## OBJECTIVE 1
In the blog post, which designer created the ensemble Michelle Obama wore for the daytime activities of the Inaugural Celebration?

## PAGE EXTRACT
'''
Friday, January 23, 2009

Vintage Photo of the Week

This is a photo of contralto Marian Anderson singing on the steps of the Lincoln Memorial in Washington, D.C. on Easter Sunday1939. I chose this particular picture because of the momentous events that occurred this week. Watching President Barack H. Obama speak at the We Are One concert that was held at the Lincoln Memorial last Sunday, as well as him being sworn in as the first African American President of the United States, evoked images of Ms. Anderson's historical performance.

Prohibited by the Daughters of the American Revolution from singing at Constitution Hall because of her race, First Lady Eleanor Roosevelt -- a member of DAR -- arranged for Ms. Anderson to have her very own concert on the steps of the Lincoln Memorial. Mrs. Roosevelt
resigned from the organization because of the racist snub.

The 1939 documentary film of this historical moment, Marian Anderson: The Lincoln Memorial Concert was selected by The United States National Film Registry for preservation.

For more information on Ms. Anderson, check out The Marian Anderson Historical Society website.

Tuesday, January 20, 2009

At Last, First Fashion

The "What Will Michelle Wear?" guessing game is over and the winners are....... Isabel Toledo and Jason Wu!

For the daytime activities of the Inaugural Celebration, First Lady Michelle Obama wore an elegant ensemble by designer Isabel Toledo, accessorized with olive green leather gloves from J. Crew and matching Jimmy Choo pumps.

NY Times fashion columnist, Cathy Horyn interviewed the Cuban-American designer who described the outfit as a lemongrass-yellow coat and matching dress, made of Swiss wool lace, backed with netting for warmth and lined in French silk.
“I wanted to pick a very optimistic color, that had sunshine,” she said. “I wanted her to feel charmed, and in that way would charm everybody.” Ms. Toledo sounded overwhelmed. “This is so wonderful,” she said.
Ms. Toledo didn't know until this morning that the First Lady chose her design. Her husband and business partner, Ruben Toledo told
"We're levitating - we really are," Ruben Toledo said minutes after watching Michelle Obama on CNN in an ensemble by his wife Isabel.

"We had no idea. We hoped she would wear something because she has bought Isabel's clothes before. We never know what's going to happen," he said.

"It's just another shock, but a great shock."
'''
[Records drawn from a data source]
'''
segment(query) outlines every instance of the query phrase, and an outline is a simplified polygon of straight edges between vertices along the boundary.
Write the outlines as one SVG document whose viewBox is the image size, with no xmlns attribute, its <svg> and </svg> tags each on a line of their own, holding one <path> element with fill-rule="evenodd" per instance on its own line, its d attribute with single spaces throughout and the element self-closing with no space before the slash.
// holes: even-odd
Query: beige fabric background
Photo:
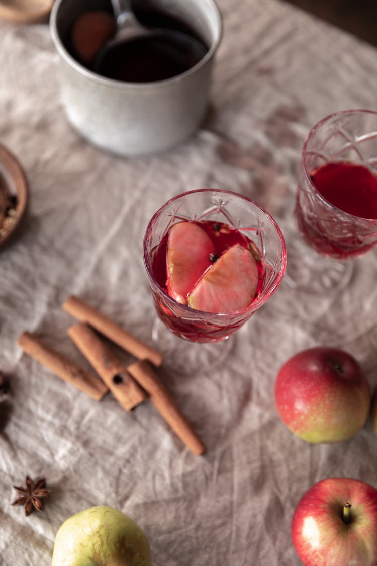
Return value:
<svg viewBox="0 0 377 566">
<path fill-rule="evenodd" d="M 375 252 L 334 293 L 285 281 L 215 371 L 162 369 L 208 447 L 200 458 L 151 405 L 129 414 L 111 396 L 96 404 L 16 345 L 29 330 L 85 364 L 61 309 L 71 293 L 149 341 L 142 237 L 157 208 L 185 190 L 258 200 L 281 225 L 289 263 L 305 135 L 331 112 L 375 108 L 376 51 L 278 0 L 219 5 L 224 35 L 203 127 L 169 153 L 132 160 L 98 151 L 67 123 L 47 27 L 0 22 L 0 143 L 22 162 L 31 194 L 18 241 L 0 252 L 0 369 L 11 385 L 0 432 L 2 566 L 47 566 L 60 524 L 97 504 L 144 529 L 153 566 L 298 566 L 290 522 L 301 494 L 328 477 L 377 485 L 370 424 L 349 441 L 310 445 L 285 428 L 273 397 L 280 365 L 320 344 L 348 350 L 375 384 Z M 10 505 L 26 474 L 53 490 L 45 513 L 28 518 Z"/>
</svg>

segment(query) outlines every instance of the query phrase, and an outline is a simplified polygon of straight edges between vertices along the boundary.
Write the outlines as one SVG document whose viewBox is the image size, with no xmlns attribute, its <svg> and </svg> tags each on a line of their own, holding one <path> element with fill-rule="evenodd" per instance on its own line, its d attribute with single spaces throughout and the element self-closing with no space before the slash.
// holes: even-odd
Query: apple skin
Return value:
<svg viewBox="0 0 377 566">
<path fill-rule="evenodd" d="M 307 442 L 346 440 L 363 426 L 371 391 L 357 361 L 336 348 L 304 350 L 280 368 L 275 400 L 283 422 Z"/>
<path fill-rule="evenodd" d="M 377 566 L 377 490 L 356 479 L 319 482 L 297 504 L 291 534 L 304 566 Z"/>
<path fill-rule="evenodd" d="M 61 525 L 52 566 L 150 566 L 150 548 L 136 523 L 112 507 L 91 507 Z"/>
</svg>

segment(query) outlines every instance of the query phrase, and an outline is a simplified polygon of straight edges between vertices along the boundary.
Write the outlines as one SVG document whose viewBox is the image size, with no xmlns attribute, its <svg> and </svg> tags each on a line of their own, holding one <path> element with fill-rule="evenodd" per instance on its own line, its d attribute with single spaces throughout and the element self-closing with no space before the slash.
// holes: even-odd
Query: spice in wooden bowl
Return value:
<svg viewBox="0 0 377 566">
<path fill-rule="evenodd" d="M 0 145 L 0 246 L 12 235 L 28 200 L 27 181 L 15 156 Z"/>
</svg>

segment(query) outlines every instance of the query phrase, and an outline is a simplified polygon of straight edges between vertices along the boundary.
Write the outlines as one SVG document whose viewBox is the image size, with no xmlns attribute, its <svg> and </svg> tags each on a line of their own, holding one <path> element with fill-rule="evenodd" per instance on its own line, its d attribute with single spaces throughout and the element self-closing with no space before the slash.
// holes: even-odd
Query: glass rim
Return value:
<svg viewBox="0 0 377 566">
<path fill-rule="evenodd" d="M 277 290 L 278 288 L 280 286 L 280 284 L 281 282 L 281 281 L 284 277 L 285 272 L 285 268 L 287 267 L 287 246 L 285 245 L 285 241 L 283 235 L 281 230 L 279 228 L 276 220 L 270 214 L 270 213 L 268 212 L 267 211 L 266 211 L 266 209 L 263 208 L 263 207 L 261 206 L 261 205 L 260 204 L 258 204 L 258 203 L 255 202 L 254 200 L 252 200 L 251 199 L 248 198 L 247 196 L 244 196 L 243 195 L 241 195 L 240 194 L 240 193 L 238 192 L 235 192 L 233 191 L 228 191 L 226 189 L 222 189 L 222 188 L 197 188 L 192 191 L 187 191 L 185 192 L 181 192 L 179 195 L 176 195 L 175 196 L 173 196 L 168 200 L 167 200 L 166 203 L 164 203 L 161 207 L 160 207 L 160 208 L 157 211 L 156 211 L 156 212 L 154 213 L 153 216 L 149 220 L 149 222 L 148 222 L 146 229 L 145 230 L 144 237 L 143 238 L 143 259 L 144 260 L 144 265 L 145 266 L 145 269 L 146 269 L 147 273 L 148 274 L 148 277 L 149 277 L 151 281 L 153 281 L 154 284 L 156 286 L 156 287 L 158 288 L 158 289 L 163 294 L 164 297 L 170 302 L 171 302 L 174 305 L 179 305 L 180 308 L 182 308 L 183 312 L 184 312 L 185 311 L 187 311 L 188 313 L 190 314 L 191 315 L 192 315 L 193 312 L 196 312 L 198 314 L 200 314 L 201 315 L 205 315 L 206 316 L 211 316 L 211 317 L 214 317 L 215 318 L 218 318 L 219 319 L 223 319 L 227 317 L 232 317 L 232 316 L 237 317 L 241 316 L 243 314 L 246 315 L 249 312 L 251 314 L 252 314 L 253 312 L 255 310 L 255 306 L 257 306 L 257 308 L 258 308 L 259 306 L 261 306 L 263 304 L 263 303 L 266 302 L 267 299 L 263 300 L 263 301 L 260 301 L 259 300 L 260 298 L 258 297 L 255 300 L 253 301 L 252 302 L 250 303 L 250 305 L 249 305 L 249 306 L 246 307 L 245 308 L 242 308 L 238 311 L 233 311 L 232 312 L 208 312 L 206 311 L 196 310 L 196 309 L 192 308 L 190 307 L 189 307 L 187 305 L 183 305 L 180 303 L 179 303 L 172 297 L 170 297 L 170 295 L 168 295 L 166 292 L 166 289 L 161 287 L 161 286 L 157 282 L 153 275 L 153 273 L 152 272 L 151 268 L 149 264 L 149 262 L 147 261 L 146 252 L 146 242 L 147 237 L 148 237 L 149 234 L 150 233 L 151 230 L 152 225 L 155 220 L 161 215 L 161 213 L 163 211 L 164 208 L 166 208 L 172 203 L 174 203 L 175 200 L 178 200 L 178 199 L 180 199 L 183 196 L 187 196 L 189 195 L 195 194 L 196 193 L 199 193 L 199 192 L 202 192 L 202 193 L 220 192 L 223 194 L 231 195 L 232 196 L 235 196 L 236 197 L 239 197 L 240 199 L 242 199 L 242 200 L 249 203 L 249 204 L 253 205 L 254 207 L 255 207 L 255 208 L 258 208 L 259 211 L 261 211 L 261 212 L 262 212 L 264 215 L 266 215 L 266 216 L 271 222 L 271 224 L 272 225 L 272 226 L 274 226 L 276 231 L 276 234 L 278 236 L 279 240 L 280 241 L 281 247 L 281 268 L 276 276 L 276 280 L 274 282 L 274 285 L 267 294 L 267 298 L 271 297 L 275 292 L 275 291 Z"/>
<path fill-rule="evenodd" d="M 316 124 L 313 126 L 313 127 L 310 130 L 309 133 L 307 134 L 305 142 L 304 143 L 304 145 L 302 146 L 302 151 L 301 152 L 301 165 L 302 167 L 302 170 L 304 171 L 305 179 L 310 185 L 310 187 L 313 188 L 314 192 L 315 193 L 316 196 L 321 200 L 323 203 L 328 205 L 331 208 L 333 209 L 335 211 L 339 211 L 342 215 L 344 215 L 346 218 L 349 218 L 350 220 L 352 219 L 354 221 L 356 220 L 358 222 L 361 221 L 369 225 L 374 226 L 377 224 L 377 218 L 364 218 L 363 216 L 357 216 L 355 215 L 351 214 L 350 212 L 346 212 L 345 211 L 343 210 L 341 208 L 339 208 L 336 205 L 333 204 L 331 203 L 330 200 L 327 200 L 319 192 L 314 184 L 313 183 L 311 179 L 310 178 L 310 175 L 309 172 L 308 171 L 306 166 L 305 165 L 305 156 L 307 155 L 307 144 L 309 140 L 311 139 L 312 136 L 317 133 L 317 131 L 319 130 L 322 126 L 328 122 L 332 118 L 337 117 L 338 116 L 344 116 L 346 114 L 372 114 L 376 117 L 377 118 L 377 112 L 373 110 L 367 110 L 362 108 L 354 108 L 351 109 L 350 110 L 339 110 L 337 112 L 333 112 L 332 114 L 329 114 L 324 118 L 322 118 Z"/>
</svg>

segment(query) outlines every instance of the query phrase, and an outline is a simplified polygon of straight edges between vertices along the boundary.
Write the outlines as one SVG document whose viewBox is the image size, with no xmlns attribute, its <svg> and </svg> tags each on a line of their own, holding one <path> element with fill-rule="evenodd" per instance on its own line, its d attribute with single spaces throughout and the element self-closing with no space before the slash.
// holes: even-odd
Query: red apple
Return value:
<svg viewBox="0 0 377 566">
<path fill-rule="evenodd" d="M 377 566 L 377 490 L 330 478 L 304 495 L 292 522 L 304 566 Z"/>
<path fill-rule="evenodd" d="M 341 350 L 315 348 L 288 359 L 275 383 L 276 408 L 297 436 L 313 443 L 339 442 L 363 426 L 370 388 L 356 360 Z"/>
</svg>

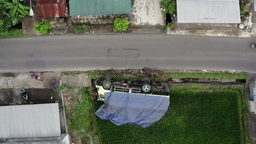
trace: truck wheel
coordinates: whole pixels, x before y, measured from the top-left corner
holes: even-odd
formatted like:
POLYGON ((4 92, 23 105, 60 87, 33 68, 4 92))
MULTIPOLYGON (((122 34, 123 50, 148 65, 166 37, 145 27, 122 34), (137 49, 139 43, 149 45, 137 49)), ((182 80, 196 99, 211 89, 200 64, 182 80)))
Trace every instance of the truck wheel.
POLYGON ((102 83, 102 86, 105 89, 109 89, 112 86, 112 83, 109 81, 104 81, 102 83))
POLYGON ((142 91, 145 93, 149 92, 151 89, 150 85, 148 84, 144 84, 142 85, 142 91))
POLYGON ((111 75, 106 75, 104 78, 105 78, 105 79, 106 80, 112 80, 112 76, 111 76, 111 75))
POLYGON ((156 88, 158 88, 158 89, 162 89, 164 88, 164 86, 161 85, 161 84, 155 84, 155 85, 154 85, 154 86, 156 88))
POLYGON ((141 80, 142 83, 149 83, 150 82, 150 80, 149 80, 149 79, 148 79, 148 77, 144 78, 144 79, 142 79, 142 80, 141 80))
'''
## OBJECTIVE 2
In the listing, swap "whole pixels" for "integer pixels" in the stretch from the line containing "trace: truck wheel" through the line containing "MULTIPOLYGON (((122 34, 123", and give back only those lines with everything else unchanged.

## EXPECTED ANSWER 1
Isabel Toledo

## EXPECTED ANSWER 2
trace: truck wheel
coordinates: integer pixels, x before y, measured from the top-left corner
holes: even-odd
formatted like:
POLYGON ((4 92, 23 105, 60 87, 33 68, 4 92))
MULTIPOLYGON (((122 34, 123 50, 148 65, 166 37, 145 27, 122 34), (137 49, 139 43, 149 45, 137 49)), ((182 80, 196 99, 211 89, 200 64, 182 80)))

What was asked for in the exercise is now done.